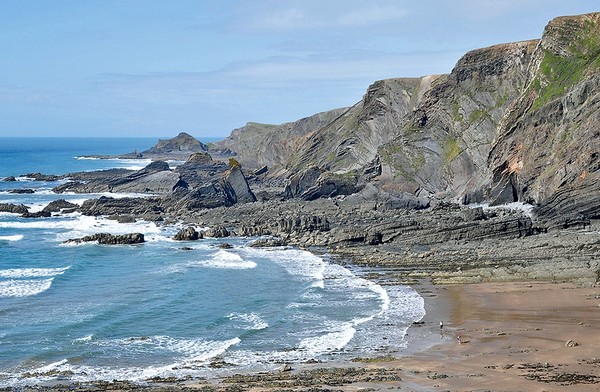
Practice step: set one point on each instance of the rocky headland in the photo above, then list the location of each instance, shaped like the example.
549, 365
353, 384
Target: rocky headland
490, 172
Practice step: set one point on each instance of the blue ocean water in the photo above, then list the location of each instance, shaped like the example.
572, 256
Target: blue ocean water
91, 312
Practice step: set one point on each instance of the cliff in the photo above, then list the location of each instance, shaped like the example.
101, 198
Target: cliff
511, 122
548, 145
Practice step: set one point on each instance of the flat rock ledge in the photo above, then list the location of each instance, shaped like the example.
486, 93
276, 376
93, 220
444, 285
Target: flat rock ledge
110, 239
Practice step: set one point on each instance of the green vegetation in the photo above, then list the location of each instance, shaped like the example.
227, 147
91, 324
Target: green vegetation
558, 74
234, 163
476, 115
451, 149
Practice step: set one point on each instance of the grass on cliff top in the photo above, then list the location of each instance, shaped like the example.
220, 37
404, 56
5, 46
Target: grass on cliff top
558, 74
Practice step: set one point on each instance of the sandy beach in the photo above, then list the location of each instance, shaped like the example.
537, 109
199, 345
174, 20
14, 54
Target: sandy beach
535, 336
514, 337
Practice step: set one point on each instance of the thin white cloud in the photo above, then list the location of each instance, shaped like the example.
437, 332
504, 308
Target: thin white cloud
285, 19
371, 15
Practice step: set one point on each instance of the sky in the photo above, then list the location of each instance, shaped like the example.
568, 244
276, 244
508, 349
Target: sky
156, 68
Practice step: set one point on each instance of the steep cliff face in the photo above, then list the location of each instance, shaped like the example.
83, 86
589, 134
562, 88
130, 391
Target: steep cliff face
351, 141
548, 146
511, 122
256, 145
442, 147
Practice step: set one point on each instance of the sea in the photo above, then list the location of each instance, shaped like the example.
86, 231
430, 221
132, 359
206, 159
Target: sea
164, 308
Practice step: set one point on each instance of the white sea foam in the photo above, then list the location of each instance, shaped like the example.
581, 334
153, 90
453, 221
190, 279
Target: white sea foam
228, 260
334, 339
16, 237
255, 322
23, 288
190, 355
19, 273
296, 262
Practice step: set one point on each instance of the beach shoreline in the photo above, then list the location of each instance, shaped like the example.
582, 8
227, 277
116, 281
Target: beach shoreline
515, 336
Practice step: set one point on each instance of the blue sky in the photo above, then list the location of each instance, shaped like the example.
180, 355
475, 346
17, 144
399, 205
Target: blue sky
156, 68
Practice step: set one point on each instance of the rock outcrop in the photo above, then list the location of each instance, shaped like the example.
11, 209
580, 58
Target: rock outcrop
180, 146
548, 147
13, 208
110, 239
511, 122
188, 234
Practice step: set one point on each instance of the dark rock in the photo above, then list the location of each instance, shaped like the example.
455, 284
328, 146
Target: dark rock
39, 214
123, 206
13, 208
301, 182
182, 144
261, 171
267, 243
236, 187
58, 205
199, 158
571, 343
43, 177
187, 234
122, 218
110, 239
22, 191
217, 232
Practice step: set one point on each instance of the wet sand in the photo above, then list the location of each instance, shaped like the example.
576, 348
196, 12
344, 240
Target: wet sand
514, 337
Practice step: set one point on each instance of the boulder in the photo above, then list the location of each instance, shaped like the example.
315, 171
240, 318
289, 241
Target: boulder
38, 214
23, 191
13, 208
58, 205
236, 186
110, 239
187, 234
217, 232
181, 144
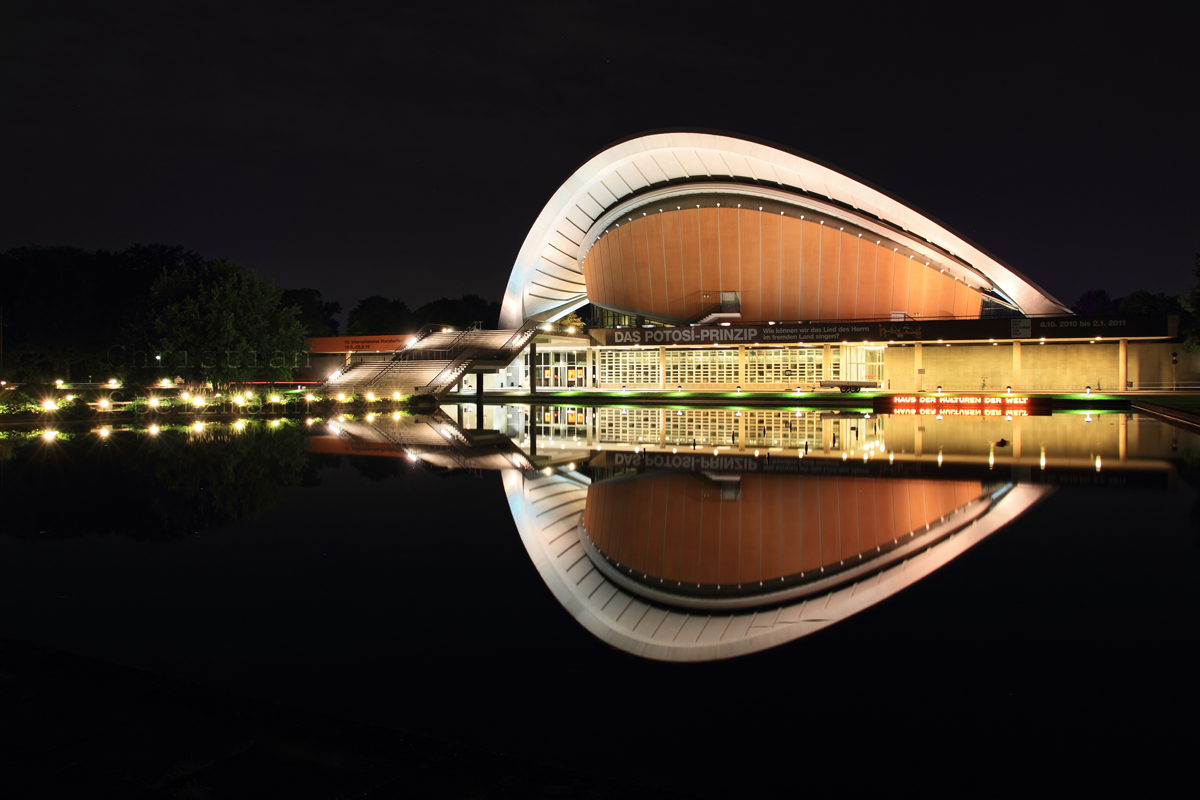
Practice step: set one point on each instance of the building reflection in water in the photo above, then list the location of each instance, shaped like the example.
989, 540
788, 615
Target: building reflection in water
775, 523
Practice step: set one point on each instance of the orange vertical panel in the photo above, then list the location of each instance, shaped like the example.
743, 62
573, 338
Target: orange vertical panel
864, 301
750, 567
637, 232
639, 558
827, 304
627, 533
847, 276
588, 277
933, 501
946, 296
610, 259
960, 299
810, 522
790, 269
885, 278
900, 283
657, 253
709, 254
611, 244
810, 270
750, 265
885, 512
689, 253
672, 551
709, 540
868, 524
691, 531
916, 287
772, 287
831, 528
772, 528
933, 290
731, 542
604, 522
592, 512
599, 517
916, 504
847, 517
790, 506
730, 245
672, 263
657, 549
900, 507
599, 277
975, 302
629, 266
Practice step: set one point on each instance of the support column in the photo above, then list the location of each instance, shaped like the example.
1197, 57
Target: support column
1122, 435
479, 401
533, 366
1017, 367
1122, 365
917, 366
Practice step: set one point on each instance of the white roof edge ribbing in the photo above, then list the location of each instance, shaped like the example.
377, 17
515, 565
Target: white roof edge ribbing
546, 511
629, 167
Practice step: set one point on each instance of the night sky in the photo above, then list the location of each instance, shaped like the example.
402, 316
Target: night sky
405, 149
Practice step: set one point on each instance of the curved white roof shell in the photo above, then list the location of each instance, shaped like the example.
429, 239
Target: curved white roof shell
549, 510
547, 278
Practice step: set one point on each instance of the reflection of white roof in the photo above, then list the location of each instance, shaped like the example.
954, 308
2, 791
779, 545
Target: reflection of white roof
547, 277
549, 509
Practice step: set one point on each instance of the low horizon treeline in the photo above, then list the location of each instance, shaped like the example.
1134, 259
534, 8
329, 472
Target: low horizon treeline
67, 311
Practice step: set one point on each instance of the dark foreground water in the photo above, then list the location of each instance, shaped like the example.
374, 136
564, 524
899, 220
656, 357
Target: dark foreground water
384, 590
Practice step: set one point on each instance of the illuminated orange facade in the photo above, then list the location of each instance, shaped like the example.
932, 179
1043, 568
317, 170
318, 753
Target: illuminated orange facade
679, 528
673, 263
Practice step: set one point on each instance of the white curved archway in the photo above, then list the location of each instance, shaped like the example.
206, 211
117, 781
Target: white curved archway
547, 277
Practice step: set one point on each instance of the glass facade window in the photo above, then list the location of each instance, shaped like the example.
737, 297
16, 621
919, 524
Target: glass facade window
630, 368
629, 425
689, 367
562, 368
863, 364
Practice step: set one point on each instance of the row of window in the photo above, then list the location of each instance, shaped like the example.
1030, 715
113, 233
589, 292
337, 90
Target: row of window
640, 367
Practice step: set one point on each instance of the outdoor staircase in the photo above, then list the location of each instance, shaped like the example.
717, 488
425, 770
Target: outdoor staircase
432, 361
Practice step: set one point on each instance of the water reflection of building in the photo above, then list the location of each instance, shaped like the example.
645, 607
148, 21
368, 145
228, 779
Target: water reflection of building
713, 263
639, 608
689, 555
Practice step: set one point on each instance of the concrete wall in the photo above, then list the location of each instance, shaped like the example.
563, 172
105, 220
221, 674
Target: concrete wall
1044, 367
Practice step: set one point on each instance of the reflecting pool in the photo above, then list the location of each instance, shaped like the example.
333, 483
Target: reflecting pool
481, 572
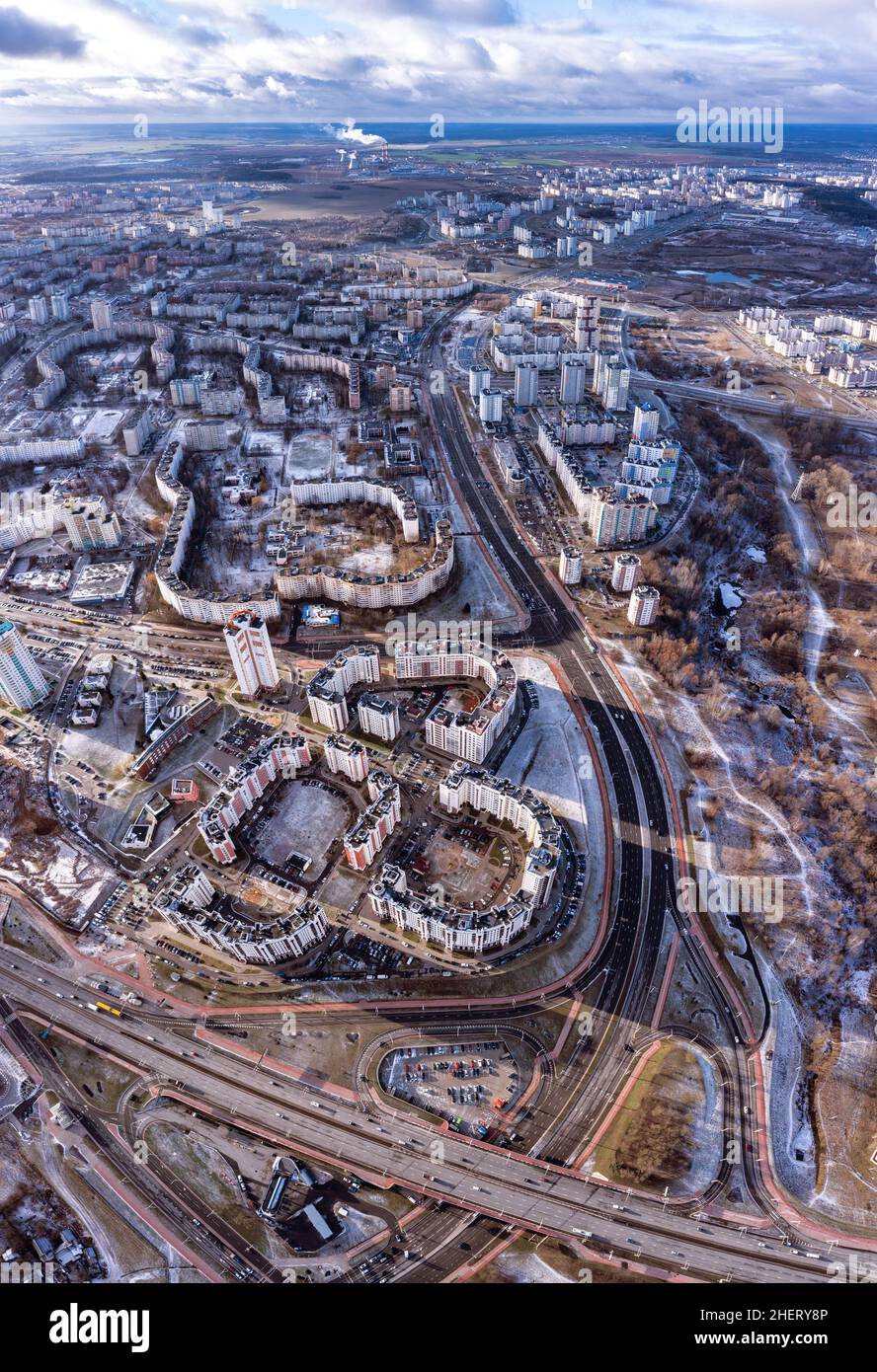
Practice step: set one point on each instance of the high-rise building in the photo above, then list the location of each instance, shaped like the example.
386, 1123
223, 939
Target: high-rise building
490, 407
479, 380
643, 607
253, 657
645, 421
624, 572
346, 755
379, 715
616, 520
571, 566
102, 315
21, 679
525, 383
91, 523
571, 382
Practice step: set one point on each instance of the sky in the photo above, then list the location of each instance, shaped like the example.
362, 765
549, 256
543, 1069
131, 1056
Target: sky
469, 60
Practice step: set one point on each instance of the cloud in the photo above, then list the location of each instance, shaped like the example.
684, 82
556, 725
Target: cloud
405, 59
24, 38
348, 132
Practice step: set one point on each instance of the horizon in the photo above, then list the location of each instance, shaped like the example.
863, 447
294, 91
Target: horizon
382, 59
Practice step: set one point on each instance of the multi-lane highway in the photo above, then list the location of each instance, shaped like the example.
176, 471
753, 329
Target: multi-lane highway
506, 1185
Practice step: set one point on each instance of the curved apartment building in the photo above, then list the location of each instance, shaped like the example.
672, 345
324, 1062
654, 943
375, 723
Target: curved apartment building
479, 931
468, 734
317, 582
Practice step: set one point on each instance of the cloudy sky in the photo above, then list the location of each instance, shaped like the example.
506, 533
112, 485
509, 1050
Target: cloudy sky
408, 59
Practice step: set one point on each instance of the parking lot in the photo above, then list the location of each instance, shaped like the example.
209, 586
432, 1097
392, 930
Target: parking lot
465, 1084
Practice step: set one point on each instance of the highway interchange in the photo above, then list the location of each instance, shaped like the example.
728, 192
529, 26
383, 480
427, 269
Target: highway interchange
482, 1192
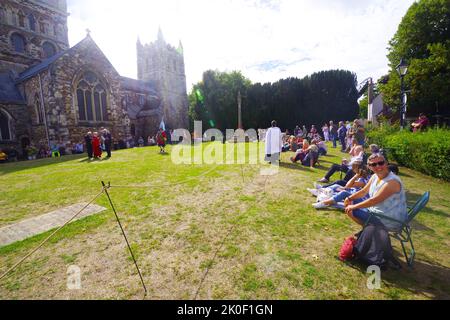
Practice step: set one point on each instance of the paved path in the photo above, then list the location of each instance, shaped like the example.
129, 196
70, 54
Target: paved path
34, 226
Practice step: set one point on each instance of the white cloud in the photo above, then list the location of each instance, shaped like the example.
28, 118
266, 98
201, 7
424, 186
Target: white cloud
297, 37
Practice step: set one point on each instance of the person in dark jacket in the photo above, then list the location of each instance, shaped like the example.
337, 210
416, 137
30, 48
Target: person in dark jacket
88, 141
108, 142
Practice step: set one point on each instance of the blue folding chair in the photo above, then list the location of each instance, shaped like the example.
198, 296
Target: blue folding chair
403, 234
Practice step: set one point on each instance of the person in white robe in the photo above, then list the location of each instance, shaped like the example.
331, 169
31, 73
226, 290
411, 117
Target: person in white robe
274, 143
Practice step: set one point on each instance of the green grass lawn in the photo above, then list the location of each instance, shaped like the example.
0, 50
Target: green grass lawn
254, 237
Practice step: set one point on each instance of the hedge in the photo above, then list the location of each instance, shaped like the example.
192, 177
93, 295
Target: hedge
427, 152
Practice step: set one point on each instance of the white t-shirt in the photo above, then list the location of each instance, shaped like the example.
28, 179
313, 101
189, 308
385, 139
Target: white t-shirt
274, 140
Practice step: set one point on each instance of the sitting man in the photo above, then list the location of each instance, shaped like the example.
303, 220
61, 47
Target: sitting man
335, 194
323, 150
386, 197
345, 167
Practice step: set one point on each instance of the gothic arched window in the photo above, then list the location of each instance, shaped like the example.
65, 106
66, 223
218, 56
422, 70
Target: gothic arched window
49, 49
18, 42
39, 110
32, 22
5, 126
91, 98
21, 17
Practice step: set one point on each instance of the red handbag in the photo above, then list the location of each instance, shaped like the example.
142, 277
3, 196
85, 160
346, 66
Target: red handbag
346, 252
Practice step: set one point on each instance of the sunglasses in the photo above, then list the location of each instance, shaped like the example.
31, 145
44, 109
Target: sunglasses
374, 164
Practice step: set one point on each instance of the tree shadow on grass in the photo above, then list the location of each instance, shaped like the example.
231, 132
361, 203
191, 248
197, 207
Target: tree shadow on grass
32, 164
403, 174
430, 279
412, 198
293, 166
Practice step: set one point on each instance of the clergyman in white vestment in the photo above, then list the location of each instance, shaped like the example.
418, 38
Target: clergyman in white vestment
274, 143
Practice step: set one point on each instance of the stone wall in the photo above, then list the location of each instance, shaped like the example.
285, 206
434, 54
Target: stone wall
21, 125
163, 65
58, 84
50, 26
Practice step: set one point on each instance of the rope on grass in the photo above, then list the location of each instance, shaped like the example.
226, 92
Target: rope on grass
50, 236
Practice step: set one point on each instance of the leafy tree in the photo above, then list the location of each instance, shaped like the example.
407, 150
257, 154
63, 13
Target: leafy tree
422, 39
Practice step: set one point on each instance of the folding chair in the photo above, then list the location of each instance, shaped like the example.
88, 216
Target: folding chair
404, 233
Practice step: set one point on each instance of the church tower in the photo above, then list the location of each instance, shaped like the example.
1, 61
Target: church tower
163, 65
31, 31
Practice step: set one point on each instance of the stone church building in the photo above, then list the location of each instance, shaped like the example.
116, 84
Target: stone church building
51, 94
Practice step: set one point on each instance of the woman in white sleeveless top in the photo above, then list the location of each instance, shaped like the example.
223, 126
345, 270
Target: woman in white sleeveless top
386, 197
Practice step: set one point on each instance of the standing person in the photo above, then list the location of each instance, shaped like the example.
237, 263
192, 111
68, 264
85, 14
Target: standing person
326, 132
161, 138
342, 134
96, 146
349, 135
274, 143
313, 131
359, 132
88, 141
108, 142
420, 124
333, 133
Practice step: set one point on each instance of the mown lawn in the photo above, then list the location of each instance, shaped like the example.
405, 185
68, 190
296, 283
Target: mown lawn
227, 233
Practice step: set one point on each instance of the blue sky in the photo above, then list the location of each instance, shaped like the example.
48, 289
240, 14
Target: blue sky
266, 39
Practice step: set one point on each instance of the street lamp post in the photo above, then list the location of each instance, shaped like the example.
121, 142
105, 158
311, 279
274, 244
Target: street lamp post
402, 70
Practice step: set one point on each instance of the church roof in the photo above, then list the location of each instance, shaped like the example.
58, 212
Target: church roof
8, 90
31, 72
138, 85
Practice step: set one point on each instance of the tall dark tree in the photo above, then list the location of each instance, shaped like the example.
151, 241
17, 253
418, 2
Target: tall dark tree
316, 99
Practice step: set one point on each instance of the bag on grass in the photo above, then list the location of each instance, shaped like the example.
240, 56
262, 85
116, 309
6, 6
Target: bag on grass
373, 247
346, 252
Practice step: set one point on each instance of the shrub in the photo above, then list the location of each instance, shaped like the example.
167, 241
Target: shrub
427, 152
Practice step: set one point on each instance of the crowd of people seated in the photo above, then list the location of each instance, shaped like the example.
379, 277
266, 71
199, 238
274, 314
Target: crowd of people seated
367, 183
370, 185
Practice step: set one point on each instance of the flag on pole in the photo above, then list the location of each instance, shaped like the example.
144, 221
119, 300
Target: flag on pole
162, 125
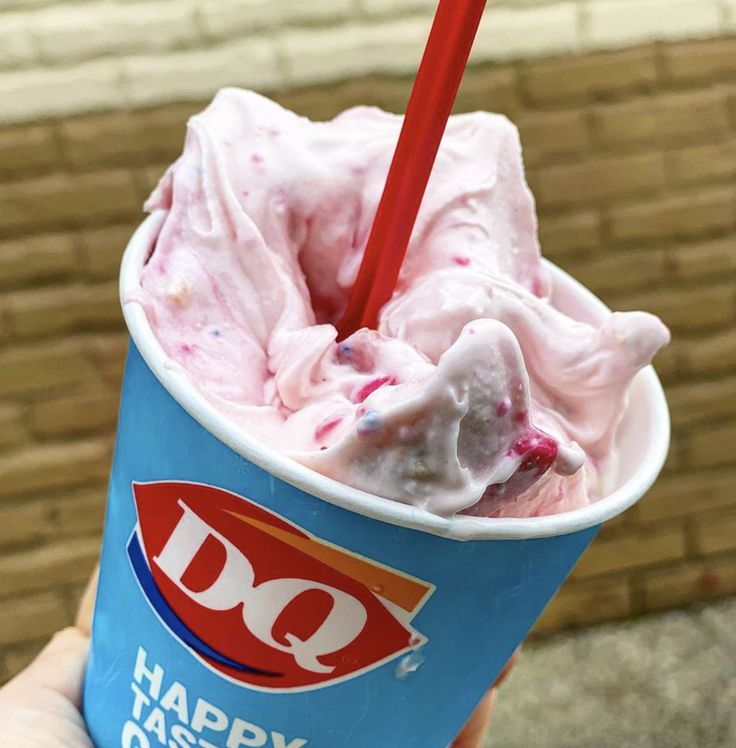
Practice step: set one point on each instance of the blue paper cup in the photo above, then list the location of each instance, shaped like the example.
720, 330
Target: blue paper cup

** Instructions to follow **
Take the line that contains "Practice step: set one point on each instance of the crowd" and every line after it up to the end of the records above, and restate them exactly, without the pictures.

** Output below **
Practice step: set one point on each instance of the crowd of people seated in the photo above, then list the location of each instance, shaped like the example.
379, 277
266, 71
199, 238
274, 314
Target: crowd of people seated
367, 183
370, 185
Practice step: set one point on each instance of the flag on pole in the photo above, then list the location of each instance, shaped like the example.
144, 221
119, 300
Target: flag on pole
162, 125
Practice step: set one point on each instance of the blue paper cup in the photo above, then list the location of each instance, shaped like the example.
720, 330
Target: blue paper cup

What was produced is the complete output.